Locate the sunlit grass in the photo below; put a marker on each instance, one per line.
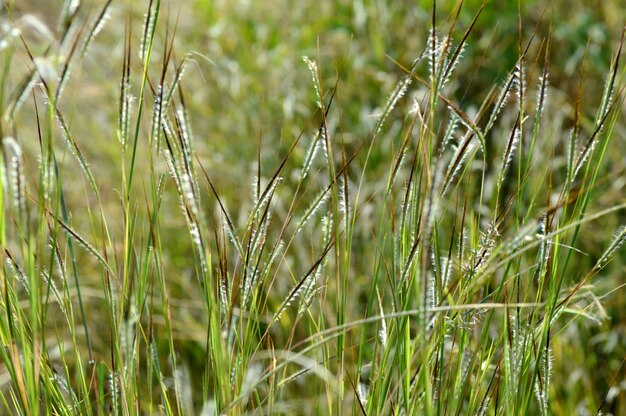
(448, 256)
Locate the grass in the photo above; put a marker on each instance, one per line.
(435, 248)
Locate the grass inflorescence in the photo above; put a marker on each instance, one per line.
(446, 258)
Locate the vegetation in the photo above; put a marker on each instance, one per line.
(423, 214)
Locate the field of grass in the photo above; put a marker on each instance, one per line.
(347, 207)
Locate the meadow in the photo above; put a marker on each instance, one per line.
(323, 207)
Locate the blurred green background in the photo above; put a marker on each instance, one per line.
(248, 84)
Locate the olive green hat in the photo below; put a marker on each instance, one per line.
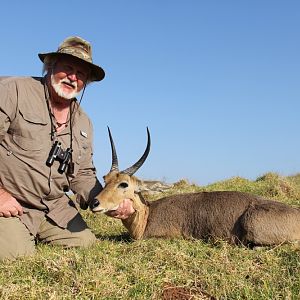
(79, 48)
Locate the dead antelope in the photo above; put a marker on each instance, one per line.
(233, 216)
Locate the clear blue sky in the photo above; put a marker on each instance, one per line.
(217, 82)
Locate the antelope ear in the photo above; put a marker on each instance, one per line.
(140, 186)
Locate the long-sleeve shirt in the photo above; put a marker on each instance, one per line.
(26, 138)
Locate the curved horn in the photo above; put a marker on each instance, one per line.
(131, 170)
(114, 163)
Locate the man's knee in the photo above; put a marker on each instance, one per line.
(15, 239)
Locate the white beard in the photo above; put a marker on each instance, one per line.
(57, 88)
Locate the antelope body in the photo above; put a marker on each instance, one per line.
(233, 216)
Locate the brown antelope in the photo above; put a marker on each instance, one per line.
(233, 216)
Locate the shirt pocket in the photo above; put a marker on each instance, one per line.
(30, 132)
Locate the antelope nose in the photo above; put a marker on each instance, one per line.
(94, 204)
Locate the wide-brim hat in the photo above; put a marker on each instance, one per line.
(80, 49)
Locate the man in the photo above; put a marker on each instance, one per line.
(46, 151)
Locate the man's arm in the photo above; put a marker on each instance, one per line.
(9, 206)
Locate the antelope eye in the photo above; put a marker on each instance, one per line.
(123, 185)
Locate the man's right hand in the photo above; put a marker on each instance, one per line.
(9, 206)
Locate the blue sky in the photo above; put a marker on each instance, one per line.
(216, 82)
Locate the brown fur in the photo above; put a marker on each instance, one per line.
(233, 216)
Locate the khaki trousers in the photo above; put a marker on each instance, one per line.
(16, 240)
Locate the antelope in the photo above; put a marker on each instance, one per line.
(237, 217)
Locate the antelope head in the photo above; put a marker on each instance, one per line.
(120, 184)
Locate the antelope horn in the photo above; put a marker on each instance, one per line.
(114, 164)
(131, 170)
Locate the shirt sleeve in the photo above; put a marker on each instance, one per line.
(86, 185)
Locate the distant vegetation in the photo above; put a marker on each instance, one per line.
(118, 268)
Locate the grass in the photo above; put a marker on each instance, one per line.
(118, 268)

━━━━━━━━━━

#### Written request:
Swap "put a marker" for "place a dot" everywhere in the records above, keeping every other word the same. Give all the records back this way, but leave out the pictures.

#### Correct result:
Locate the sunlit grass in the photo below; place a dot on each instance, one per line.
(448, 256)
Locate the grass in the photo above; place a dot on each instance, one per line.
(435, 248)
Locate the grass inflorescence in the photo above; place a dot on each instance, one per line.
(446, 258)
Locate the vegetation in the photo above; place a dot on each instance, one per line.
(423, 214)
Locate the field of grass in the photo above; place a dot on each instance, one per line.
(347, 207)
Locate the meadow in the photo above; place a dot on each instance, one per line.
(323, 207)
Locate the blurred green background in the photo above; place a dot on each instance, one per line.
(248, 84)
Locate the olive green hat in the photo below; place a dot on each instance, one per line.
(79, 48)
Locate the dead antelope in the photo above; place a dot on each instance, one per line.
(233, 216)
Locate the clear blue sky in the photo above; place a dot on each instance, one per line.
(217, 82)
Locate the antelope ear in the photo above; place a dot on each instance, one per line.
(140, 186)
Locate the long-sleeve shirt in the photo above; place a dot on each instance, one per line.
(26, 138)
Locate the curved horn in the photo above; place a dot on each instance, one per line.
(131, 170)
(114, 163)
Locate the man's knee in the photo above; place a dot on each instance, one per line.
(15, 239)
Locate the white beard in the photo above; place a dot on each instance, one per line.
(57, 88)
Locate the antelope body in the photo above; place a dot on each instance, one per line.
(233, 216)
Locate the brown antelope in the photo above; place a dot on each instance, one per line.
(233, 216)
Locate the shirt pocket in the photo above; place a dot on each instance, one per line.
(30, 132)
Locate the antelope nose in the photo above; place a dot on each instance, one per line.
(94, 204)
Locate the wide-brim hat in the photo above; place a dot on each instance, one per line.
(80, 49)
Locate the man in the photo above; place a dot on each instance, one per line.
(46, 151)
Locate the man's arm in the photo above; place a dot on each instance, one per line.
(9, 206)
Locate the antelope eye in the photo above; place a dot on each instance, one per line.
(123, 185)
Locate the man's right hand in the photo above; place a dot on each instance, one per line.
(9, 206)
Locate the blue sky in the photo above; place a dot on each instance, one per line.
(216, 82)
Locate the brown fur in the photo above; place a dot on each instance, one per line.
(233, 216)
Locate the khaki trousers in the photo above; place a dot on each instance, one per line.
(16, 240)
Locate the antelope in the photo above; place a dot on each instance, one per line.
(237, 217)
Locate the antelope head in the photo above; place a dot on each instance, one per line.
(120, 184)
Locate the antelope horn in the photo above; place a dot on each instance, one per line.
(114, 164)
(131, 170)
Locate the shirt sleeve in the photo above; place a dot on each instance, one per line.
(86, 185)
Locate the distant vegetation in the photo above; place a dot on each instance, one per line.
(118, 268)
Locate the grass in the photo above; place a dot on each instance, one per line.
(118, 268)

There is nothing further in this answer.